* **Travail à faire**:
1. D’après le résumé sur l’import-export d’architecture, pour quelle direction ce rapport de recherche a-t-il été rédigé ?
2. Poursuivez le résumé sur l’import-export d’architecture à partir de sa dernière phrase.

* **Texte source**:
○ ○ ○ ○ ○ ○ ○

L’invitation au voyage. Import-export d’architecture du logement (avec la coll. de Sophie Rousseau et Benoîte Decup-Pannier), rapport de recherche pour la Direction de l’architecture et du patrimoine (DAPA), août 2003 .

Reproduction de l'introduction et de la conclusion de la recherche (PDF)

Résumé de la recherche



Origine et objectifs de la recherche
L’étude de l’écriture du projet d’architecture – d’architecture du logement, plus spécifiquement – , entre l’univers de référence de l’architecte et l’interaction avec les autres partenaires, appartient au champ des interrogations sur la définition des qualités architecturales. Une des missions du sociologue travaillant dans ce champ est d’accompagner la compréhension des conditions de production du projet par la validation du processus de conception de la part des habitants, en tant que destinataires et usagers. Placer les habitants au centre du dispositif d'évaluation implique qu’ils sont les acteurs de référence autour desquels doit s'organiser l'évaluation, sans qu’ils aient pour autant « le dernier mot ».
Pourquoi travailler sur « l’import-export » d’architecture ? Parce que l’invitation faite à des architectes étrangers (en France et en Europe), comme la pratique de la conception et de la réalisation en terre étrangère, ont des raisons contradictoires :
Le prestige ? Le sens du prestige est réciproque, puisque maîtres d’ouvrage, élus et fonctionnaires valorisent leur rôle en faisant appel à des architectes valorisants, quitte ensuite à user de la fragilité de l’architecte invité pour reprendre une position dominante dans les processus de conception et de réalisation. Ainsi, au final, le projet exporté sera-t-il moins conforme aux intentions de ses auteurs que les projets domestiques – à moins de se nommer Herzog & de Meuron –, d’où la frustration des concepteurs, qui percevaient l’invitation comme la promesse de l’aube (à nouveaux territoires, nouveaux horizons). La déception devant la réalisation (du fait de la distance culturelle et géographique) n’empêche pas que les architectes seront toujours en quête d’un autre jour.
La continuité de l’œuvre ? On pouvait penser que le développement des thèmes architecturaux, lesquels permettent de penser la constitution d’une œuvre dans la dynamique, à la fois créative et répétitive, propre à chaque architecte, semblait ne pas pouvoir passer les frontières. C’est le contraire : le projet exporté est saisi par ses concepteurs comme une opportunité de creuser ce qu’il y a de plus personnel, c’est-à-dire, paradoxalement, d’atteindre à l’universalité, contrairement à la prise en compte étroite du contexte.
Le contournement du règlement ? Les architectes étrangers sont suspectés de bénéficier de faveur de la part des maîtres d’ouvrage qui les invitent ; ce n’est pas faux, le mauvais rôle étant tenu, en France, par les acteurs de l’énonciation – pour ne pas dire les censeurs – de la qualité architecturale (administration municipale, ABF), qui ne leur font pas de cadeau.

○ ○ ○ ○ ○ ○ ○

* **Liste des données**:

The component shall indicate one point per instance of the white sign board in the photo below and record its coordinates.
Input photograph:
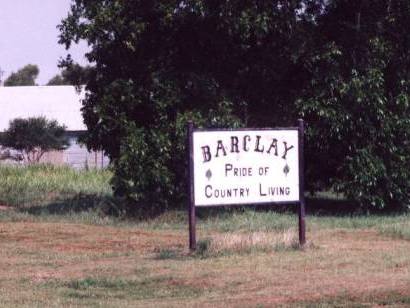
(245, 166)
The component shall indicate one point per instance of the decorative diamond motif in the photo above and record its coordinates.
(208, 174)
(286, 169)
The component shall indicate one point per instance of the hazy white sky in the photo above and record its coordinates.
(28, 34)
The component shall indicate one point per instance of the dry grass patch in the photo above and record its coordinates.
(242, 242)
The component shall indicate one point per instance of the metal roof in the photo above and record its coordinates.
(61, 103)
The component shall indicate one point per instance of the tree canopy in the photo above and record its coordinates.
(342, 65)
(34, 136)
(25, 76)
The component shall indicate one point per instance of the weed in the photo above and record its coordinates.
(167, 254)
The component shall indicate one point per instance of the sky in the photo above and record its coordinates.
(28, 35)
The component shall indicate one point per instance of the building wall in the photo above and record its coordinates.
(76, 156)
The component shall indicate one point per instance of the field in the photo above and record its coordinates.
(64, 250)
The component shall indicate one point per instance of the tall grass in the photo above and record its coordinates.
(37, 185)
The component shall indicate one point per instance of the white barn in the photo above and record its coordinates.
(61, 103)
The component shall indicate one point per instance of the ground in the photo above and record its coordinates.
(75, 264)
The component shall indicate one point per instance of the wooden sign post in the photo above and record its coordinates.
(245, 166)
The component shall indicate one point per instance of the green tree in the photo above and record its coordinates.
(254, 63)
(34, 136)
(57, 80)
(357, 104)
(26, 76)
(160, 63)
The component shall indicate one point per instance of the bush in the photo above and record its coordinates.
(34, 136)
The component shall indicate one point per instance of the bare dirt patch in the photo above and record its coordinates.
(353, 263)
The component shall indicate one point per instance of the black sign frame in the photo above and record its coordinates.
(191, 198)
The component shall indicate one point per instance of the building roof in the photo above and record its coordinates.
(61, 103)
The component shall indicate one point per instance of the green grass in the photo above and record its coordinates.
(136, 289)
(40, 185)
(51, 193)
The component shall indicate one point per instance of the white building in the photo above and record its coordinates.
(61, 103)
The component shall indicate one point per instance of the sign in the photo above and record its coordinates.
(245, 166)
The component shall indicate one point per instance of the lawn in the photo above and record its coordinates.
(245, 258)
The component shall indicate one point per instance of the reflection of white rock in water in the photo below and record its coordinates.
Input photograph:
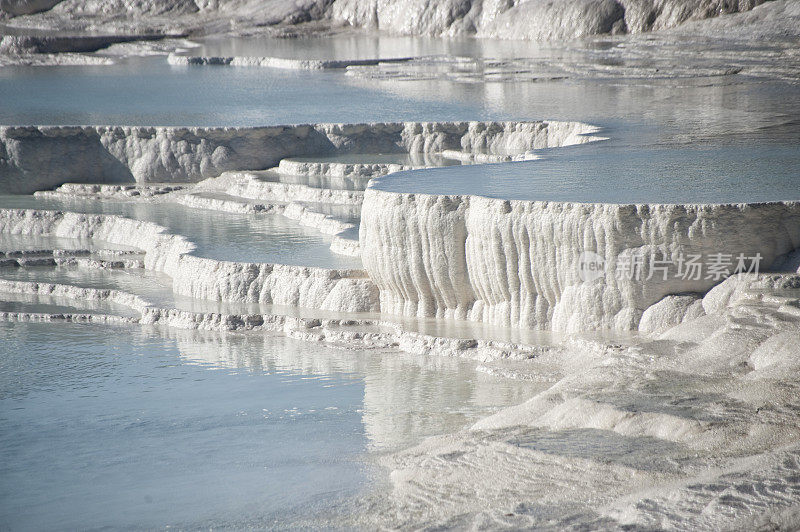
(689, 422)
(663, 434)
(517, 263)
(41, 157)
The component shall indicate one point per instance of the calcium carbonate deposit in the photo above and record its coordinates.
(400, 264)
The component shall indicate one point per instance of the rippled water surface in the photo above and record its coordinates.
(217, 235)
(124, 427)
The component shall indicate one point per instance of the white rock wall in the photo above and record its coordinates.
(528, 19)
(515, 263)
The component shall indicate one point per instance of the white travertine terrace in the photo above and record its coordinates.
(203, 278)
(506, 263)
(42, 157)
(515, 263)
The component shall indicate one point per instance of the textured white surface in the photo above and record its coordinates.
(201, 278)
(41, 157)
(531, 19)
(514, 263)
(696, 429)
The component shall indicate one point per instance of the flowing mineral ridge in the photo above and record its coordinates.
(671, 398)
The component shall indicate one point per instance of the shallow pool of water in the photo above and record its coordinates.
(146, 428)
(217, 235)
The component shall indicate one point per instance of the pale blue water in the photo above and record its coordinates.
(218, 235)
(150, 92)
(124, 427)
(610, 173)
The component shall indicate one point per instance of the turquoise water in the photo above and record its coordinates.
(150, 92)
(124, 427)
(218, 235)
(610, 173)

○ ○ ○ ○ ○ ○ ○

* **Corrigé**:
1. Pour la Direction de l’architecture et du patrimoine (DAPA).

2.
Démarche et corpus
A la différence des recherches sur les professions, nous privilégions le travail sur l’œuvre, de sa conception à sa réception, en passant par sa réalisation, soit un approfondissement vertical des conditions de production des édifices. En déplaçant les notions de Winnicot, M. Conan a montré comment la conception est un jeu dans un espace transitionnel sous forme d’explorations successives de réponses possibles aux problèmes posés. Quant à la notion bourdieusienne d'espace des possibles, elle aide à comprendre la production architecturale et les conditions de l’innovation.
Le corpus est formé des opérations de Á. Siza, d’H. Ciriani, d’E. Girard et de Diener & Diener à La Haye et à Amsterdam ; de Diener & Diener et d’Herzog & de Meuron à Paris. Selon les cas, l’examen de chacun de ces projets est réalisé au moyen d’interviews des concepteurs et des maîtres d’ouvrage, et de l’analyse des documents graphiques et écrits, la réalisation étant resituée dans le parcours de l’architecte. Des habitants ont été interviewés (et le relevé habité de leur logement, dessiné) dans cinq opérations à La Haye, Amsterdam et Paris.

Les qualités architecturales des projets exportés-importés
Pour les habitants, dont certains en ont vu d’autres, l’entrée des architectes étrangers dans la grande galerie de l’innovation ne fait pas de différence a priori, mais a posteriori, puisque c’est à l’usage que les qualités des projets sont jugées. Il faut donc juger nous-mêmes cas par cas :

– Soumission à la ville (Á. Siza à La Haye, Diener & Diener à Paris et à La Haye)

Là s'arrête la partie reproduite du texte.